## START Given entries

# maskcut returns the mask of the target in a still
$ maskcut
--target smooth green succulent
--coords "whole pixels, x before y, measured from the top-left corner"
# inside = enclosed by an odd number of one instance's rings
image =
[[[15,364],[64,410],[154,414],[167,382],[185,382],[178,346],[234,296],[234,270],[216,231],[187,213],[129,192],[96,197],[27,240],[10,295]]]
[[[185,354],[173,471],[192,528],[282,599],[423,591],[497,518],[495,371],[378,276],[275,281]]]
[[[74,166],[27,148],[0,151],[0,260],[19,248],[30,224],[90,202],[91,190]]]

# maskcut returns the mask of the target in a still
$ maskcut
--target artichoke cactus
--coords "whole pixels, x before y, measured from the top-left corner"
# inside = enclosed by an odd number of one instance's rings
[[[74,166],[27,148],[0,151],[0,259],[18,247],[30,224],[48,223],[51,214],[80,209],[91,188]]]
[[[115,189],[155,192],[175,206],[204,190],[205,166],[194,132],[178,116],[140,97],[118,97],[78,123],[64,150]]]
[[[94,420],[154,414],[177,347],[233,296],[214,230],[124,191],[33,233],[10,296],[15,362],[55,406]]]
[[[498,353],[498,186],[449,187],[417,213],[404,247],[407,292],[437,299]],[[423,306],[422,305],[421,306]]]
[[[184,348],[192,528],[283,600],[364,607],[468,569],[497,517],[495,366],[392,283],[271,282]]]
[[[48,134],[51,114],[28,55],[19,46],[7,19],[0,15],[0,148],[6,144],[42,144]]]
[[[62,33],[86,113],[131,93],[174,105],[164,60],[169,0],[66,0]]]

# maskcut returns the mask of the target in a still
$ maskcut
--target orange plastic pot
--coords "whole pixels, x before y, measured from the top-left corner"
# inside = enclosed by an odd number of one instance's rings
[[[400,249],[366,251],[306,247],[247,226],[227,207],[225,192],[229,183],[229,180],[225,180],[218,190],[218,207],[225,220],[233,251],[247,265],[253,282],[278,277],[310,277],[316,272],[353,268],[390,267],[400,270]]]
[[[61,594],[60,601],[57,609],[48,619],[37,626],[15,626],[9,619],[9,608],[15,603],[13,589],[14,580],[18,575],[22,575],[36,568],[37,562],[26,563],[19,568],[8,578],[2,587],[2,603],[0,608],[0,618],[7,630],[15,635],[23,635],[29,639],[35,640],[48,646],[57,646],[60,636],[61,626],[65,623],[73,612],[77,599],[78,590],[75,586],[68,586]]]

## END Given entries

### Task brief:
Give the entries from the start through the line containing "[[[62,33],[86,113],[131,93],[174,105],[164,60],[169,0],[66,0]]]" as a two-column CSV with the columns "request" and "mask", one row per entry. Put each entry's text and its answer in separate quoted fields, with line breaks replaced by spaces.

### Task response:
request,mask
"# maskcut returns the mask of the target in a still $ maskcut --target smooth green succulent --coords ""whole pixels, x before y, measured from the top-left corner"" # inside = enclosed by an odd number of one instance's rings image =","[[[15,364],[64,410],[154,414],[167,382],[185,382],[178,346],[234,296],[234,270],[216,231],[187,213],[129,192],[96,197],[27,240],[10,295]]] [[[185,354],[173,471],[192,528],[282,599],[423,591],[497,518],[495,371],[378,276],[275,281]]] [[[74,166],[27,148],[0,151],[0,260],[19,248],[30,224],[90,202],[91,190]]]"
"# maskcut returns the mask of the target in a still $ maskcut --target artichoke cactus --coords ""whole pixels, x before y, measured from the top-left corner"" # inside = enclosed by an odd number of one instance's rings","[[[74,166],[27,148],[0,151],[0,259],[18,247],[30,224],[48,223],[51,214],[80,209],[91,188]]] [[[115,189],[155,192],[175,206],[204,190],[205,166],[194,132],[178,116],[140,97],[118,97],[78,123],[64,150]]] [[[94,420],[154,414],[177,347],[233,296],[214,230],[124,191],[33,233],[10,296],[15,362],[55,406]]] [[[498,353],[498,186],[449,187],[417,213],[404,247],[407,292],[437,299]],[[423,306],[422,305],[421,306]]] [[[184,348],[192,528],[283,600],[364,607],[468,569],[497,517],[495,366],[392,283],[271,282]]] [[[48,134],[51,114],[28,55],[19,46],[7,19],[0,15],[0,148],[6,144],[42,144]]] [[[62,33],[86,113],[131,93],[174,105],[164,60],[169,0],[66,0]]]"